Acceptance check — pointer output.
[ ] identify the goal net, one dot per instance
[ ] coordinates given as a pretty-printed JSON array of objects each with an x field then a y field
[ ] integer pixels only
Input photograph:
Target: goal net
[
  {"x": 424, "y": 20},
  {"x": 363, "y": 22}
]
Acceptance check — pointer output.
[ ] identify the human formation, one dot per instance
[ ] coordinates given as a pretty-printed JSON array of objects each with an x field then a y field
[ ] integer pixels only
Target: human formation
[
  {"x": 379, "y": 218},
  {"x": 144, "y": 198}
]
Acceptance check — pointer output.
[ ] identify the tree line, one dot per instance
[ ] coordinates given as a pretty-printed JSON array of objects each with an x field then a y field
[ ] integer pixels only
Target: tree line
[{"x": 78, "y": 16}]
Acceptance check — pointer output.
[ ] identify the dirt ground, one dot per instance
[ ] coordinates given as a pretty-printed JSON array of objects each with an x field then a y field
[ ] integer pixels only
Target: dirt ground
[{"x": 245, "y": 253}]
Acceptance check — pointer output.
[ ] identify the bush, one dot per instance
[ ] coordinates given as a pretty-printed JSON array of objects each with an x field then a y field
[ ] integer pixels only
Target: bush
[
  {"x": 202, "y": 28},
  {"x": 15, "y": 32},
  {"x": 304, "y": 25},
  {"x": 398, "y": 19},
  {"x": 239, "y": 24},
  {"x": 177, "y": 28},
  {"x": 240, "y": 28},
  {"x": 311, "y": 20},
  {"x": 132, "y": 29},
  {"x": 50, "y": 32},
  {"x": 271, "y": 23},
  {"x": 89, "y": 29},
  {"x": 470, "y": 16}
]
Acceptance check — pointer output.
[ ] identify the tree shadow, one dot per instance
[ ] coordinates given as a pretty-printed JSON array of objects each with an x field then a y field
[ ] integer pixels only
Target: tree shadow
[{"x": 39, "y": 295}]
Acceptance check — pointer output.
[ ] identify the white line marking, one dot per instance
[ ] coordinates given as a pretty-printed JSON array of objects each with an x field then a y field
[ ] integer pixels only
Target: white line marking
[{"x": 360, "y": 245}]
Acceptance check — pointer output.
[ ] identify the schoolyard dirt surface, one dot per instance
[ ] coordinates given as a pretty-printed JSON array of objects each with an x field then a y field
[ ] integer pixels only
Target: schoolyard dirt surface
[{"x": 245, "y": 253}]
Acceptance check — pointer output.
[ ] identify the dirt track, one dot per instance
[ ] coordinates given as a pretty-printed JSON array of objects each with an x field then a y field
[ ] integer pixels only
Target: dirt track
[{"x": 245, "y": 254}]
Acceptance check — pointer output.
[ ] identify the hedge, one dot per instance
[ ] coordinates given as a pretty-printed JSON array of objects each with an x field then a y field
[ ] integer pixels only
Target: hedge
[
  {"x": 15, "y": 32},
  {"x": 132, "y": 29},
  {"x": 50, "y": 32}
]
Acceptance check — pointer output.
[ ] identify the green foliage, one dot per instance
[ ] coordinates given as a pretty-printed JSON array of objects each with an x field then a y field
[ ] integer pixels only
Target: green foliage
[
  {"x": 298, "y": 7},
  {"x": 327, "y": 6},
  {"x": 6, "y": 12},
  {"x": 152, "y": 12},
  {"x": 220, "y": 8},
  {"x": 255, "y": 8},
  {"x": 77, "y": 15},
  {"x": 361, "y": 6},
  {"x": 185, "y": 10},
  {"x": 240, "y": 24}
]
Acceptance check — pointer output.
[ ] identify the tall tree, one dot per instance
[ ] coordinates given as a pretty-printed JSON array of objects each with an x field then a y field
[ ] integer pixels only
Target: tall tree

┄┄┄┄┄┄┄┄┄┄┄┄┄┄┄┄┄┄┄┄

## Set task
Transcribe all entries exactly as they are given.

## Final result
Acceptance check — pointer output.
[ ] identify the goal net, one dot per instance
[ ] coordinates given as a pretty-printed JSON array of objects each with an x field then a y field
[ ] integer pixels only
Input photograph:
Target: goal net
[
  {"x": 424, "y": 20},
  {"x": 363, "y": 22}
]
Acceptance check — pointer output.
[ ] identify the human formation, one dot per instance
[ ] coordinates given as a pretty-printed JSON array of objects each with an x field then a y field
[ ] integer pixels only
Target: human formation
[
  {"x": 379, "y": 218},
  {"x": 144, "y": 198}
]
Acceptance check — pointer output.
[ ] identify the tree line, one dot per instance
[ ] coordinates given as a pretty-printed JSON array of objects each with an x field then a y field
[ ] integer pixels only
Target: tree line
[{"x": 78, "y": 16}]
Acceptance check — pointer output.
[ ] identify the dirt ground, one dot per instance
[ ] coordinates given as a pretty-printed JSON array of objects each with an x field then a y field
[ ] integer pixels only
Target: dirt ground
[{"x": 245, "y": 253}]
Acceptance check — pointer output.
[ ] identify the bush, one dot per instance
[ ] coordinates given as a pretty-printed JSON array of objects each with an x field then a y field
[ ] integer pixels only
Target: bush
[
  {"x": 202, "y": 28},
  {"x": 15, "y": 32},
  {"x": 304, "y": 25},
  {"x": 398, "y": 19},
  {"x": 239, "y": 24},
  {"x": 177, "y": 28},
  {"x": 240, "y": 28},
  {"x": 311, "y": 20},
  {"x": 132, "y": 29},
  {"x": 50, "y": 32},
  {"x": 271, "y": 23},
  {"x": 89, "y": 29},
  {"x": 470, "y": 16}
]
Acceptance check — pointer output.
[ ] identify the tree shadow, one dot per instance
[ ] coordinates given as a pretty-printed JSON array of objects each with an x field then a y field
[ ] integer pixels only
Target: tree shadow
[{"x": 39, "y": 295}]
Acceptance check — pointer output.
[ ] identify the white line marking, one dot per instance
[ ] coordinates given as a pretty-printed JSON array of objects each with an x field then a y field
[ ] integer pixels only
Target: white line marking
[{"x": 360, "y": 245}]
Acceptance check — pointer output.
[ ] identify the schoolyard dirt surface, one dot per instance
[ ] coordinates given as a pretty-printed JSON array of objects each with an x field then a y field
[ ] integer pixels only
Target: schoolyard dirt surface
[{"x": 245, "y": 253}]
Acceptance check — pointer output.
[ ] identify the dirt track, one dot per instance
[ ] coordinates given as a pretty-printed JSON array of objects each with an x field then a y field
[ ] integer pixels only
Target: dirt track
[{"x": 245, "y": 254}]
Acceptance check — pointer output.
[ ] identify the hedge, one dot per instance
[ ] coordinates given as a pretty-printed JSON array of objects each with an x field then a y field
[ ] integer pixels only
Target: hedge
[
  {"x": 15, "y": 32},
  {"x": 132, "y": 29},
  {"x": 50, "y": 32}
]
Acceptance check — pointer output.
[ ] identify the green foliage, one dot per instance
[ ] coordinates given as a pretty-printed JSON array of objects each with an x field then a y field
[ ] integer pixels only
Target: green foliage
[
  {"x": 298, "y": 7},
  {"x": 327, "y": 6},
  {"x": 6, "y": 12},
  {"x": 152, "y": 12},
  {"x": 220, "y": 8},
  {"x": 255, "y": 8},
  {"x": 77, "y": 15},
  {"x": 361, "y": 6},
  {"x": 185, "y": 10},
  {"x": 240, "y": 24}
]
Acceptance check — pointer output.
[ ] identify the tall tree, one dot per instance
[ ] coordinates given as a pretty-printed JSON array of objects each with an x field then a y field
[ ] integer pixels only
Target: tall tree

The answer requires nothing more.